_TASK TO COMPLETE_.
Please quote exactly the lines below from the line containing "Mark the car windshield, giving" to the line containing "Mark the marble statue, giving", both lines included, and nothing else.

_SUPPLIED DATA_.
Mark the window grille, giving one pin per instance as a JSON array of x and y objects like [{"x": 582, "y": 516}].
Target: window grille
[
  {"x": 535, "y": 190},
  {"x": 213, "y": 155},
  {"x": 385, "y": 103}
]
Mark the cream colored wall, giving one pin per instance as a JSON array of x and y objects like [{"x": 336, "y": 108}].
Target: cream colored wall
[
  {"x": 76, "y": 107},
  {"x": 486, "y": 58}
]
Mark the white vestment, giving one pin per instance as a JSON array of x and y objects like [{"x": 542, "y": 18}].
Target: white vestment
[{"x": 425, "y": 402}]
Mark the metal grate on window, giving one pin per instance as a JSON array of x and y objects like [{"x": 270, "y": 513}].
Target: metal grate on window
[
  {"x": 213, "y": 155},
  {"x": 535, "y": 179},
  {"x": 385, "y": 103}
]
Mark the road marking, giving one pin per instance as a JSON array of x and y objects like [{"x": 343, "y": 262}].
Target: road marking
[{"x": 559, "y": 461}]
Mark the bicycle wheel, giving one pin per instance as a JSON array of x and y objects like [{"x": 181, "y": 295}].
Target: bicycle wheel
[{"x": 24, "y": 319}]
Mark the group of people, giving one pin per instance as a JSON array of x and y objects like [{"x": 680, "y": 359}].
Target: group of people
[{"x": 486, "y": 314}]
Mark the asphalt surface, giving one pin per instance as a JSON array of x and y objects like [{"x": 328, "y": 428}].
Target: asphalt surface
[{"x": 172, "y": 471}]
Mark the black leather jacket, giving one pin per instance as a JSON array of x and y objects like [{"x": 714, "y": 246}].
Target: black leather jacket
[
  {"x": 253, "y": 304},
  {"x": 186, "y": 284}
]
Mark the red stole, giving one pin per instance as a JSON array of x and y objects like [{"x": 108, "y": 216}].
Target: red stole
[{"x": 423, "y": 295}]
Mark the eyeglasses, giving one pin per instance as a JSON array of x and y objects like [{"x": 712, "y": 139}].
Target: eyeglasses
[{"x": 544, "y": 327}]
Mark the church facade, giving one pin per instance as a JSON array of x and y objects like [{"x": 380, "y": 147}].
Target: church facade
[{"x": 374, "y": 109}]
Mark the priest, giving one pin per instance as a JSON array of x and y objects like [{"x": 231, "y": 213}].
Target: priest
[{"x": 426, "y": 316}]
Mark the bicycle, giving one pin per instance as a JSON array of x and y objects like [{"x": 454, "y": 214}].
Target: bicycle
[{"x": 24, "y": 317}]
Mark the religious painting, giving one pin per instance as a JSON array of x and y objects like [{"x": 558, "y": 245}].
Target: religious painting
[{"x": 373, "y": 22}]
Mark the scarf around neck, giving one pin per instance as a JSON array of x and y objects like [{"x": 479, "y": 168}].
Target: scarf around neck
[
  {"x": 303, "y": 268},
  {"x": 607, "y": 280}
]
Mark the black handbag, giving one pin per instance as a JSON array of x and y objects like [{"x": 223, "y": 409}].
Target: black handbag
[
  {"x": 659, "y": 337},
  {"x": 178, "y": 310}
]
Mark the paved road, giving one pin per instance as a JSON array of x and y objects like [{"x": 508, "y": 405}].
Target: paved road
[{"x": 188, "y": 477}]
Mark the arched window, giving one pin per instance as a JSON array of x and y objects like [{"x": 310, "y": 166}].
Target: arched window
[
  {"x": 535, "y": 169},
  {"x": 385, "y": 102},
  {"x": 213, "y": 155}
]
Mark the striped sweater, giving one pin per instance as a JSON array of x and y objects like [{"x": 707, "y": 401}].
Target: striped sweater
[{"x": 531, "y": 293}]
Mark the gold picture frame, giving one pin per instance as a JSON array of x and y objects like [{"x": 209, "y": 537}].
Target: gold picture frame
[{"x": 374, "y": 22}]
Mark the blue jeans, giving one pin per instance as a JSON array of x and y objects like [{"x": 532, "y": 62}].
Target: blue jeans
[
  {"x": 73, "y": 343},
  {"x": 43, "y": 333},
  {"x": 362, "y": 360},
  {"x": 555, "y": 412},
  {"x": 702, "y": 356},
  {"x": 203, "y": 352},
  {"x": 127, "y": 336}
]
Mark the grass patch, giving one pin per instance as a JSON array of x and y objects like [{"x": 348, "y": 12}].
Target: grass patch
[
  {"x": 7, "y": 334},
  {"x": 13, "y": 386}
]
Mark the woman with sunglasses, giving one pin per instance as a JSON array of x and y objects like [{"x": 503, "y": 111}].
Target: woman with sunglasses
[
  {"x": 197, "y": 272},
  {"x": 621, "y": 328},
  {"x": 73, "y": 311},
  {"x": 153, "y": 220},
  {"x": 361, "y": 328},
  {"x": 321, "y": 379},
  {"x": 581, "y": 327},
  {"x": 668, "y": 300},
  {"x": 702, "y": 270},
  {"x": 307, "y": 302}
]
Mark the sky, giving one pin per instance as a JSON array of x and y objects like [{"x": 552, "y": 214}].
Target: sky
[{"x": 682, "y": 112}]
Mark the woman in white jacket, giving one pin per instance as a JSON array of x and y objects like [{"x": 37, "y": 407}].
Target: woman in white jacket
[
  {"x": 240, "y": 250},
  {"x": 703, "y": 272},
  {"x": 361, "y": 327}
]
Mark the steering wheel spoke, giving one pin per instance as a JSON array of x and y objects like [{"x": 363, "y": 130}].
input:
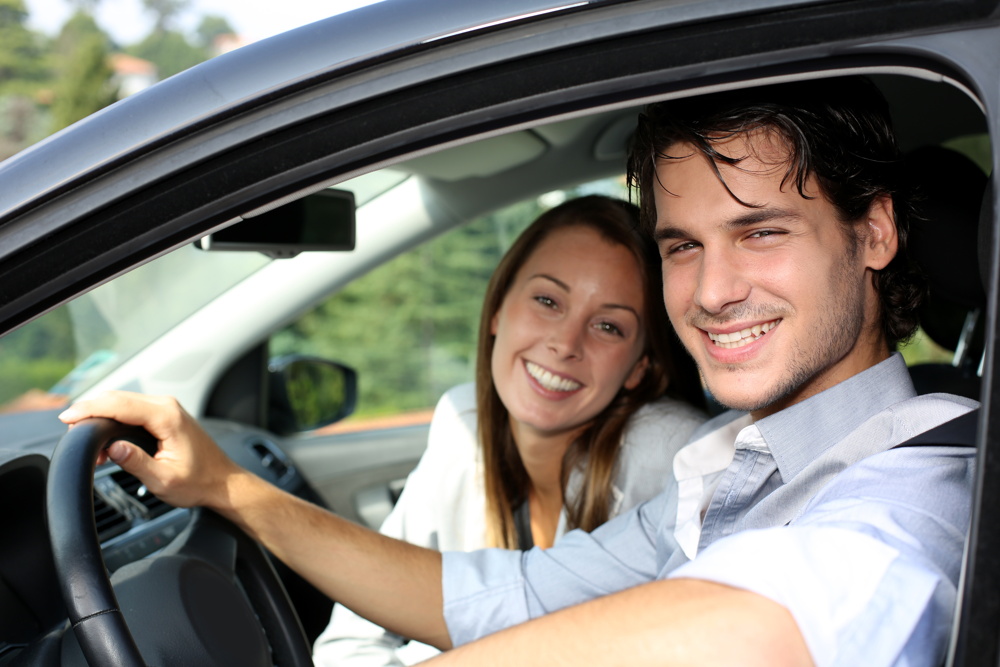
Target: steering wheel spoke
[{"x": 210, "y": 598}]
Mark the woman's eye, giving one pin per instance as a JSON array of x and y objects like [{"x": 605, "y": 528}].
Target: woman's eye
[
  {"x": 608, "y": 327},
  {"x": 764, "y": 233},
  {"x": 546, "y": 301}
]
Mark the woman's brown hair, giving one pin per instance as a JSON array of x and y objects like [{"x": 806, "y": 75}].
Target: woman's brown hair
[{"x": 506, "y": 480}]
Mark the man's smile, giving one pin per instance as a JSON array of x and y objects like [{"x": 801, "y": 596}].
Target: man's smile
[{"x": 743, "y": 337}]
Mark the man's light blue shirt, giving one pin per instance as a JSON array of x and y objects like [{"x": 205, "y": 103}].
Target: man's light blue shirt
[{"x": 814, "y": 509}]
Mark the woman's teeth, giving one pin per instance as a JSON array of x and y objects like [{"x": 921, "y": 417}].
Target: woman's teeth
[
  {"x": 741, "y": 338},
  {"x": 549, "y": 380}
]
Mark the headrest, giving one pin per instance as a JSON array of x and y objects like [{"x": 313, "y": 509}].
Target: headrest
[
  {"x": 944, "y": 238},
  {"x": 986, "y": 223}
]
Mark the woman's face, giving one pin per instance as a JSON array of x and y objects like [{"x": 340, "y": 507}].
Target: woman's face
[{"x": 569, "y": 332}]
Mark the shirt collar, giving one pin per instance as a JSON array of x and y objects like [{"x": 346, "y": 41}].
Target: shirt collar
[{"x": 798, "y": 434}]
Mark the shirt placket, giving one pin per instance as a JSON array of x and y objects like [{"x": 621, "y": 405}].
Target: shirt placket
[{"x": 747, "y": 479}]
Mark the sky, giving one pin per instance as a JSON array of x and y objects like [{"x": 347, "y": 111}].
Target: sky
[{"x": 127, "y": 22}]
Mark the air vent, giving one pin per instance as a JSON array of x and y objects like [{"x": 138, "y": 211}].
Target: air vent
[
  {"x": 271, "y": 458},
  {"x": 137, "y": 490},
  {"x": 110, "y": 522}
]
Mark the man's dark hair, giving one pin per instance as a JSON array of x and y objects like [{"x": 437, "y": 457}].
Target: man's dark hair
[{"x": 838, "y": 129}]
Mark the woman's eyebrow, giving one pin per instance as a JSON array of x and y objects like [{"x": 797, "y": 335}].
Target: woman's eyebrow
[
  {"x": 546, "y": 276},
  {"x": 564, "y": 286}
]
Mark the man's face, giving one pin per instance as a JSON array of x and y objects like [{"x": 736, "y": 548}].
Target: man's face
[{"x": 775, "y": 302}]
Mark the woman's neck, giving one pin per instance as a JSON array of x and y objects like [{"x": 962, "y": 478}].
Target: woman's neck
[{"x": 542, "y": 457}]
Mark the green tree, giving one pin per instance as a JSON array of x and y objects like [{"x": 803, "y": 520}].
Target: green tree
[
  {"x": 169, "y": 51},
  {"x": 409, "y": 327},
  {"x": 22, "y": 62},
  {"x": 85, "y": 78},
  {"x": 210, "y": 28},
  {"x": 165, "y": 11}
]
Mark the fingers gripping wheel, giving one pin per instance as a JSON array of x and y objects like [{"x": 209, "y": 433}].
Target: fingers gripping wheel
[{"x": 183, "y": 606}]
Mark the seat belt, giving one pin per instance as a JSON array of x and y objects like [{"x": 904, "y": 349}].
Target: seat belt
[{"x": 957, "y": 432}]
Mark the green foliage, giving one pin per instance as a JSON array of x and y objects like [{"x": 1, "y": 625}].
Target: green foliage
[
  {"x": 22, "y": 62},
  {"x": 37, "y": 355},
  {"x": 409, "y": 327},
  {"x": 209, "y": 29},
  {"x": 84, "y": 84},
  {"x": 169, "y": 51},
  {"x": 165, "y": 11}
]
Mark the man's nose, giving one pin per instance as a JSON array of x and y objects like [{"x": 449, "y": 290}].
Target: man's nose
[{"x": 721, "y": 282}]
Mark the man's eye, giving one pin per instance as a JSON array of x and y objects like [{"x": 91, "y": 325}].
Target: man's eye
[{"x": 681, "y": 247}]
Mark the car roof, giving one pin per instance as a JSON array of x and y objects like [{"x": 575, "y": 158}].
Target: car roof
[
  {"x": 296, "y": 59},
  {"x": 422, "y": 76}
]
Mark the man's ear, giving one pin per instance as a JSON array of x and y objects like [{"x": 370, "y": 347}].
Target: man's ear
[
  {"x": 636, "y": 374},
  {"x": 881, "y": 241}
]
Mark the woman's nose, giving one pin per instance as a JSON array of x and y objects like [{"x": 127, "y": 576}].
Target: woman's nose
[{"x": 566, "y": 339}]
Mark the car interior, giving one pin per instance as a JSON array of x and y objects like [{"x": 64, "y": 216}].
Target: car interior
[{"x": 227, "y": 340}]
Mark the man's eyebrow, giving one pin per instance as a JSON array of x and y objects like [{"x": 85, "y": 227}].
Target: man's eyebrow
[
  {"x": 752, "y": 217},
  {"x": 617, "y": 306}
]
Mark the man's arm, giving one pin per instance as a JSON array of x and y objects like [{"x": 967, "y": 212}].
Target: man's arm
[
  {"x": 665, "y": 623},
  {"x": 395, "y": 584}
]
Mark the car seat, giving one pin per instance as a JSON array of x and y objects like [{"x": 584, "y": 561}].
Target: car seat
[{"x": 949, "y": 197}]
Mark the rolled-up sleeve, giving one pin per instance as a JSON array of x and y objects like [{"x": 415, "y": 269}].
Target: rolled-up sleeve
[
  {"x": 487, "y": 591},
  {"x": 870, "y": 570}
]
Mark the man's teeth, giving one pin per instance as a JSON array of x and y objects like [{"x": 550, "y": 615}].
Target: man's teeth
[
  {"x": 741, "y": 338},
  {"x": 550, "y": 381}
]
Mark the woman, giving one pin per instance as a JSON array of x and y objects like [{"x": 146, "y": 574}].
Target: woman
[{"x": 566, "y": 426}]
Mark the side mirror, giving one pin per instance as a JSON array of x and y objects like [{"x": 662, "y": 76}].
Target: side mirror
[{"x": 307, "y": 393}]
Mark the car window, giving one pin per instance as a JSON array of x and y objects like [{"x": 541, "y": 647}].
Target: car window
[
  {"x": 409, "y": 327},
  {"x": 64, "y": 352}
]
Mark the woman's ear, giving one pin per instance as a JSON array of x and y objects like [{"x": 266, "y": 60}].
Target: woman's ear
[{"x": 637, "y": 373}]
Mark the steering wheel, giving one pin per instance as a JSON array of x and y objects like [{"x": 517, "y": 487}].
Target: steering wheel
[{"x": 211, "y": 597}]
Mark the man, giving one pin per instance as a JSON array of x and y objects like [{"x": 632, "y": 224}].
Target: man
[{"x": 792, "y": 532}]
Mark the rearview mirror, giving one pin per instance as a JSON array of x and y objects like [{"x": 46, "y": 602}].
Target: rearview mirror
[
  {"x": 307, "y": 393},
  {"x": 322, "y": 221}
]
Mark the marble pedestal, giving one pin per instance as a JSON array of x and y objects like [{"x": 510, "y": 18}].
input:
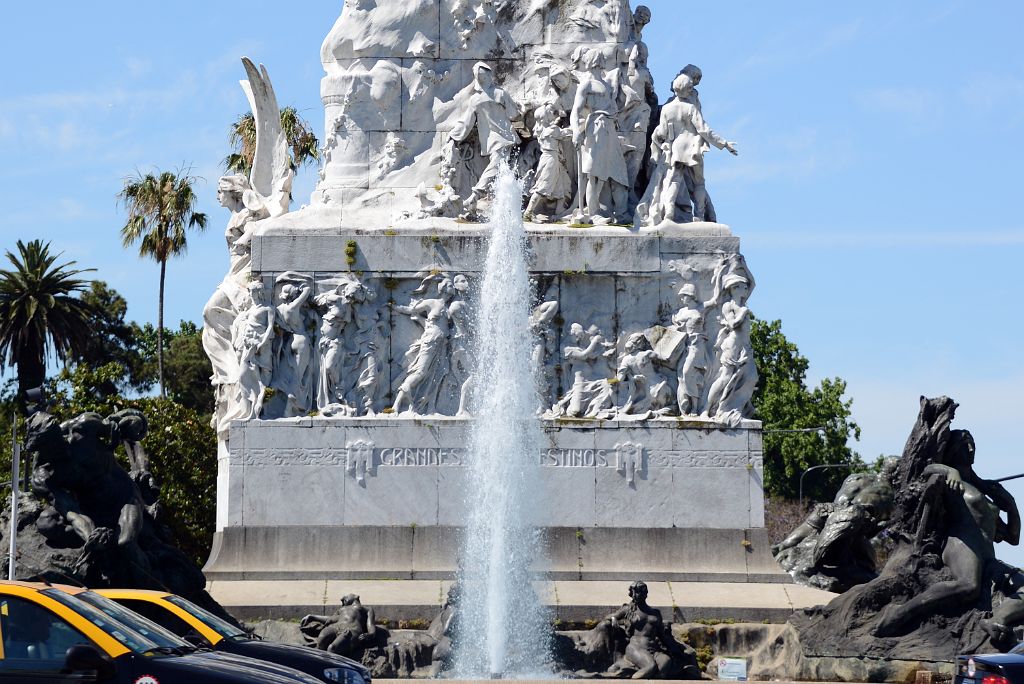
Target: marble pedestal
[
  {"x": 382, "y": 497},
  {"x": 321, "y": 498}
]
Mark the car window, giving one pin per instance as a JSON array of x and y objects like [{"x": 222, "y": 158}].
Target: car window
[
  {"x": 33, "y": 637},
  {"x": 221, "y": 627},
  {"x": 146, "y": 628},
  {"x": 160, "y": 615},
  {"x": 128, "y": 637}
]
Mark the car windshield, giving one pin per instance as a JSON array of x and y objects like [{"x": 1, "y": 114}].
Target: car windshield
[
  {"x": 128, "y": 637},
  {"x": 221, "y": 627},
  {"x": 143, "y": 626}
]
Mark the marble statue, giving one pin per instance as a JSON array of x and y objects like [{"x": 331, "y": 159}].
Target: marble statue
[
  {"x": 340, "y": 354},
  {"x": 833, "y": 549},
  {"x": 477, "y": 27},
  {"x": 638, "y": 642},
  {"x": 641, "y": 17},
  {"x": 348, "y": 633},
  {"x": 552, "y": 185},
  {"x": 599, "y": 22},
  {"x": 590, "y": 354},
  {"x": 589, "y": 371},
  {"x": 427, "y": 361},
  {"x": 545, "y": 346},
  {"x": 294, "y": 368},
  {"x": 265, "y": 194},
  {"x": 692, "y": 365},
  {"x": 462, "y": 356},
  {"x": 648, "y": 392},
  {"x": 677, "y": 189},
  {"x": 252, "y": 338},
  {"x": 730, "y": 393},
  {"x": 496, "y": 119},
  {"x": 601, "y": 156}
]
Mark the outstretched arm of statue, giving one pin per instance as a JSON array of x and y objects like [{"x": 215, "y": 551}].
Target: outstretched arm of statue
[
  {"x": 578, "y": 119},
  {"x": 1009, "y": 531},
  {"x": 130, "y": 522},
  {"x": 371, "y": 623},
  {"x": 705, "y": 131},
  {"x": 952, "y": 476}
]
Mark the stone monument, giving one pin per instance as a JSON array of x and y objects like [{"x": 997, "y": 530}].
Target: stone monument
[{"x": 342, "y": 338}]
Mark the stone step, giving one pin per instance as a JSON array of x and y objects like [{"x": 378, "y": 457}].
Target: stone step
[{"x": 569, "y": 601}]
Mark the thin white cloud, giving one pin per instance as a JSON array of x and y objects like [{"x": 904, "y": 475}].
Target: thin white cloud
[
  {"x": 138, "y": 67},
  {"x": 795, "y": 156},
  {"x": 920, "y": 105},
  {"x": 799, "y": 45},
  {"x": 895, "y": 239}
]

_ANSWER TO THIS TASK_.
Mark the car windshield, giving one pin per instance as a JSON array of x and y objects like [{"x": 1, "y": 114}].
Target: car windshield
[
  {"x": 128, "y": 637},
  {"x": 221, "y": 627},
  {"x": 143, "y": 626}
]
Mark the marble statue, giving one pin per instance as a JSON array of x and y objects like [{"x": 331, "y": 159}].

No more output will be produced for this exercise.